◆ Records
========
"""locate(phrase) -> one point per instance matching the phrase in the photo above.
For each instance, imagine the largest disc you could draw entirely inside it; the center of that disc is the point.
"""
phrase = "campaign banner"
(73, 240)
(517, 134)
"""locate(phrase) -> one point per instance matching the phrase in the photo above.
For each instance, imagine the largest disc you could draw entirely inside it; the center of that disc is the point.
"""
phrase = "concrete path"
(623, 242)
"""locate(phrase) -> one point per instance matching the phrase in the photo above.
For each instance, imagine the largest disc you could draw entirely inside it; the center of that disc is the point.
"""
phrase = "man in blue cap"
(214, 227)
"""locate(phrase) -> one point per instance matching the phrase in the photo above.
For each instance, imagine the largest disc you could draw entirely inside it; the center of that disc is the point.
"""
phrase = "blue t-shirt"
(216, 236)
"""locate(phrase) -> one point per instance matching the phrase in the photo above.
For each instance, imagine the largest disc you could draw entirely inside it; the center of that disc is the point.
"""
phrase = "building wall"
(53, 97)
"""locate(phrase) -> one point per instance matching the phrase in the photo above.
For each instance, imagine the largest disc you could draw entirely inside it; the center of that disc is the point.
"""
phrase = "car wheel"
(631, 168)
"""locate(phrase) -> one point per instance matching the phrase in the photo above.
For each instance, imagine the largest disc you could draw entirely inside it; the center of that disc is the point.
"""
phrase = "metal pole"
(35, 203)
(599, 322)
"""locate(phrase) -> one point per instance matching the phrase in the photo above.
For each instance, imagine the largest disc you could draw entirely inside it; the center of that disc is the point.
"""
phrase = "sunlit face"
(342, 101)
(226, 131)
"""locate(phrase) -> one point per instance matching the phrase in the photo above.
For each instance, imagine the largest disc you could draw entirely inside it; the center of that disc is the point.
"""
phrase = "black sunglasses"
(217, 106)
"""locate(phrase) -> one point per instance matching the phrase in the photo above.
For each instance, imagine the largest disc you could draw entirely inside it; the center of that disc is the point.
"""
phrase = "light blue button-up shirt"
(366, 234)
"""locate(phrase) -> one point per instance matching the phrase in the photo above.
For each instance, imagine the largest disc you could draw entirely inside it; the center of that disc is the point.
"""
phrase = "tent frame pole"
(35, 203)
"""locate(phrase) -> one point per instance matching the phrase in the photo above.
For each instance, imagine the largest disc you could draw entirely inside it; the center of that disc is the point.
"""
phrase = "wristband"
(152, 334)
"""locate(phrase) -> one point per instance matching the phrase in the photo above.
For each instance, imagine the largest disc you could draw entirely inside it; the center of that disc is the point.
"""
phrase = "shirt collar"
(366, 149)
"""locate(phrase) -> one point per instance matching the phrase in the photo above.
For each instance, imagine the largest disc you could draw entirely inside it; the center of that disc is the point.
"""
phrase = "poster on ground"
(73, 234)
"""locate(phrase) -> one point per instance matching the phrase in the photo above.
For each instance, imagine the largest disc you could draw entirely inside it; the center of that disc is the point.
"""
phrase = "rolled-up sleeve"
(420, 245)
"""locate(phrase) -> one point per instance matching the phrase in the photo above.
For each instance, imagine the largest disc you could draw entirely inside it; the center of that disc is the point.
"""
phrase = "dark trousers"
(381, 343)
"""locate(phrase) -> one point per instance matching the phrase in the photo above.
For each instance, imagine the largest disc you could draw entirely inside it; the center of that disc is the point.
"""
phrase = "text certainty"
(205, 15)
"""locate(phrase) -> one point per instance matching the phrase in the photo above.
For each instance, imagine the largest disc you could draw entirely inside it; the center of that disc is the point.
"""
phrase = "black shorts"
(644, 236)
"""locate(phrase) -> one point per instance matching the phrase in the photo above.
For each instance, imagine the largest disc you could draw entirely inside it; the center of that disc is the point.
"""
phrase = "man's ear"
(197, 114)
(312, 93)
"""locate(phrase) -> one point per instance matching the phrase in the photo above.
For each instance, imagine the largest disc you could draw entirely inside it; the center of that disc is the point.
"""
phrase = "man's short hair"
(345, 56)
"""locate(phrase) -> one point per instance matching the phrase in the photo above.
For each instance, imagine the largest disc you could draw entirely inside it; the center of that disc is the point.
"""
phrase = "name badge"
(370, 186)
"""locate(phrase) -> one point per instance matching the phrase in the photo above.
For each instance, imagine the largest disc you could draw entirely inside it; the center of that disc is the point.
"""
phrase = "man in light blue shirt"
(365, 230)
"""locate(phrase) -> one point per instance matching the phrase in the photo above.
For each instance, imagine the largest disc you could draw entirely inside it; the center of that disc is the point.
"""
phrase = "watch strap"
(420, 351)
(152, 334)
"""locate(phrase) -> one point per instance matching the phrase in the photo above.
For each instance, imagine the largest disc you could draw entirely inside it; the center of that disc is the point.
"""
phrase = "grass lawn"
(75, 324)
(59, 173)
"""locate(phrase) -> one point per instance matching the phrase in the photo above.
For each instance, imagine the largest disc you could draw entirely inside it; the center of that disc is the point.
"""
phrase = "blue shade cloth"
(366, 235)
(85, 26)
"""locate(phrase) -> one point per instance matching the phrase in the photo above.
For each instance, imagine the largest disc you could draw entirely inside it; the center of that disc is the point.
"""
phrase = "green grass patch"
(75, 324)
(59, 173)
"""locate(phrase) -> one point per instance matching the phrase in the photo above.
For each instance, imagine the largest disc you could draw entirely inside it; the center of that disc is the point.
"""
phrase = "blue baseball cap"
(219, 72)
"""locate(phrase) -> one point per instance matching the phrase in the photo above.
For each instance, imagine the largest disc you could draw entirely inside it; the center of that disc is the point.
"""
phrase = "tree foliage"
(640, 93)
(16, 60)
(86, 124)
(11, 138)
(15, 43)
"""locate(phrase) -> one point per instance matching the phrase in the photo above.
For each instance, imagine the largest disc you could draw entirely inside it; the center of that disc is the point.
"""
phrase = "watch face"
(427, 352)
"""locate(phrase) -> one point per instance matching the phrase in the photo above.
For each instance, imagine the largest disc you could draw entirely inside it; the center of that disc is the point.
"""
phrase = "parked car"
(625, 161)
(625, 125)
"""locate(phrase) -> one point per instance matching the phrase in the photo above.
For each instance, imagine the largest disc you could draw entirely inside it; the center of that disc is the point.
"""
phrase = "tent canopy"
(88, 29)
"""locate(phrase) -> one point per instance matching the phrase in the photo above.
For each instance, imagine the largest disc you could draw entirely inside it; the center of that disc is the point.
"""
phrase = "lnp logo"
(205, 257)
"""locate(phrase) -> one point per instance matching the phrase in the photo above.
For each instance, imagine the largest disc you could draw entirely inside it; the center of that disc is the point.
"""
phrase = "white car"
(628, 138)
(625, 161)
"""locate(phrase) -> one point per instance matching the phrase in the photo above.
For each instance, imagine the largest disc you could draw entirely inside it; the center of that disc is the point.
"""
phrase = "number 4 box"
========
◆ SHORT EXERCISE
Count the lines of the material above that contain the string "black", treating case as significant, and give only the number.

◆ ANSWER FOR THIS EXERCISE
2